Consigna escrita 1>
Según el texto de lectura, ¿por qué quien escribe seguirá siendo un "escribidor" y no un escritor? Explícalo en una o dos oraciones.

Bueno viejo querido, debo empezar mi jornada, debo seguir con la vida hasta que nos encontremos en ese lugar que definiste como “la nada”, que es la misma muerte. Porque la vida, padre, la vida es un destello fugaz, un chispazo, una llamarada que se extingue demasiado pronto para quienes no trascienden. Pero tu legado te ha hecho fuego padre, fuego que abriga y que calienta, fuego que ilumina y que guía. Por eso no importa que ahora vagues en el Cosmos, no hay cielo que detenga tu legado, no hay infinito que te limite en mi memoria, no hay recuerdo tuyo que no me dé fuerzas para seguir adelante. Esa charla que nunca tuvimos, viejito mío, la he tenido muchas veces junto al árbol de tus cenizas al que he llevado a mis hijos para hablarles de ti, para contarles que ha existido gente buena, gente buena como tú. Quédate tranquilo papá. Ahora me sobran fuerzas para cargar con mis dos hijos, me sobra ímpetu para salir adelante con esto, que es lo único que sé hacer. Seguiré siendo un “escribidor” como tú me decías, porque para ser escritor aún me falta tu inmortalidad.

[Ítems del conjunto de datos almacenado]
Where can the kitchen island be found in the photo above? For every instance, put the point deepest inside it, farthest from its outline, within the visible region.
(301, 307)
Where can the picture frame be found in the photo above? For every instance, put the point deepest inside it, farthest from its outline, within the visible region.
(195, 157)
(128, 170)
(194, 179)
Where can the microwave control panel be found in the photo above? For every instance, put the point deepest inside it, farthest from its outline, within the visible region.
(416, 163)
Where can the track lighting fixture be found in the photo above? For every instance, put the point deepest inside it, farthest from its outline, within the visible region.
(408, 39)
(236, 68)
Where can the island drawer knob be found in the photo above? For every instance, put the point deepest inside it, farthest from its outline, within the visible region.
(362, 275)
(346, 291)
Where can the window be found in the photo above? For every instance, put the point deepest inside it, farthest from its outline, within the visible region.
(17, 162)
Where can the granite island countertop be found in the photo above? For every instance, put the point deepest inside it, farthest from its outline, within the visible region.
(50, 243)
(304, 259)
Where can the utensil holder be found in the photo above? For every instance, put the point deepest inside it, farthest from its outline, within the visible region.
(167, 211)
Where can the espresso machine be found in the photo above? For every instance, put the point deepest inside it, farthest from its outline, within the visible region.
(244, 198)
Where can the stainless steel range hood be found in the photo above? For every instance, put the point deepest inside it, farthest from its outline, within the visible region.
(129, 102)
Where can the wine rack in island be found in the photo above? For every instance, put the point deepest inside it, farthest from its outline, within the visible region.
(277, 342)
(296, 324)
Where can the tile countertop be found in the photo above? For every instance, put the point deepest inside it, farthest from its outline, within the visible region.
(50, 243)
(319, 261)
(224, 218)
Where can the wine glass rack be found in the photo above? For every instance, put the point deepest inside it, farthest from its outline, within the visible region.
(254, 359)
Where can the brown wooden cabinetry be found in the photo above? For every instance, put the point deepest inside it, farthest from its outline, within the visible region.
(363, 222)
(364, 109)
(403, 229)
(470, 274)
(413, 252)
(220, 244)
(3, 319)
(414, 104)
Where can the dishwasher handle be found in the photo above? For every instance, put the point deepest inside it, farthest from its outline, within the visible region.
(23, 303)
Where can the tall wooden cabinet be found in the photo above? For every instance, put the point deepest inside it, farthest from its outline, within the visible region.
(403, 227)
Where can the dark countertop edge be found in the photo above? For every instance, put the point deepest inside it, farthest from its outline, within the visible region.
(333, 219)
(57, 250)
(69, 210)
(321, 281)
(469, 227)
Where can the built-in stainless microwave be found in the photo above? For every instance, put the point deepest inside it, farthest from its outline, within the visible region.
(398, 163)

Consigna escrita 2>
Selecciona del listado todas las líneas que contengan la palabra "island", teniendo en cuenta mayúsculas y minúsculas.

Respuesta 1>
Porque, para ser escritor, aún le falta la inmortalidad de su padre.

Respuesta 2>
Where can the kitchen island be found in the photo above? For every instance, put the point deepest inside it, farthest from its outline, within the visible region.
Where can the island drawer knob be found in the photo above? For every instance, put the point deepest inside it, farthest from its outline, within the visible region.
Where can the granite island countertop be found in the photo above? For every instance, put the point deepest inside it, farthest from its outline, within the visible region.
Where can the wine rack in island be found in the photo above? For every instance, put the point deepest inside it, farthest from its outline, within the visible region.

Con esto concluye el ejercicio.